> [Document section]
================================

One thing I do is rough up the surface edges to be glued--use 60 grit sandpaper or scrach awl to rough surface--slap some glue on both edges and clamp--makes a very strong joint.


----------



## CWWoodworking (Nov 28, 2017)

Rich, I was referring to the "glue on both pieces rule". Didn't say a thing about pressure.

As for as 2%, I should re-phrase.

I purchased parts for a 300$ million dollar company. They bought a lot of parts. The parts I managed were about 30 million. One of my duties was to monitor scrap parts. Nobody cared a rats a$$ about 1%. At 2% it raised eye brows but little was done. Over 2%, we put the screws to parts manufacturer to make a change.

Now to be clear, scrap rate is a murky water. There a lot of factors that go into it.

Rich, think if it this way. If the percentage was as low as you say, people would never buy anything new cause it would last forever! Haha.

The company I was buying the $30m from controlled 85% of their respective market. And we used their higher end product.

This is all nonsense really. The fact is you can be sloppy with glue ups and be pretty successful.

I say aim for good joints and lots a glue.


----------



## RichT (Oct 14, 2016)

> Rich, think if it this way. If the percentage was as low as you say, people would never buy anything new cause it would last forever! Haha.

================================

> [Data extract]
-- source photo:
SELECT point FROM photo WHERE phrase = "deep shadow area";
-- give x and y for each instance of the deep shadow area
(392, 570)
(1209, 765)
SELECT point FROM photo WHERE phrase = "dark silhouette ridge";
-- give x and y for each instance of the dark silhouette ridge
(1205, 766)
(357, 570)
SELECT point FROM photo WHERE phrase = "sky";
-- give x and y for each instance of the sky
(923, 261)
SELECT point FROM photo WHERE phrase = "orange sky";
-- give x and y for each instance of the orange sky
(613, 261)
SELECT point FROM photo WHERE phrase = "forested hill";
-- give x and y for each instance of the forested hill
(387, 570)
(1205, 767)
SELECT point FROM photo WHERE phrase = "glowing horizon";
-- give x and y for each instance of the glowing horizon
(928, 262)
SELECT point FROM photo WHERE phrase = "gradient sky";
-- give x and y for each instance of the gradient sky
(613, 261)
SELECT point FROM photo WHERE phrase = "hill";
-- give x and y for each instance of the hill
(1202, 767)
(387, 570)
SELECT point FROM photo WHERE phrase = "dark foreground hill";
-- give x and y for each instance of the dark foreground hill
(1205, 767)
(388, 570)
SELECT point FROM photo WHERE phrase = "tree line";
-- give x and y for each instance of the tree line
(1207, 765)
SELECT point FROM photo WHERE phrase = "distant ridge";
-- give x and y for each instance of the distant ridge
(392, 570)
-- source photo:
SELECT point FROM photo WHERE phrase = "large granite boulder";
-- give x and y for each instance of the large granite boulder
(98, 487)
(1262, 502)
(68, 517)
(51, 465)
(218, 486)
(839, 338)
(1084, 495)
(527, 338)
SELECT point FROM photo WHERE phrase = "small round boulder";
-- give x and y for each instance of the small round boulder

================================

> [Given request]
Reproduce verbatim the portion of the glue-joint discussion above that begins with the words containing "The company I" and ends with "(Oct 14, 2016)".

> [Solution]
The company I was buying the $30m from controlled 85% of their respective market. And we used their higher end product.

This is all nonsense really. The fact is you can be sloppy with glue ups and be pretty successful.

I say aim for good joints and lots a glue.


----------



## RichT (Oct 14, 2016)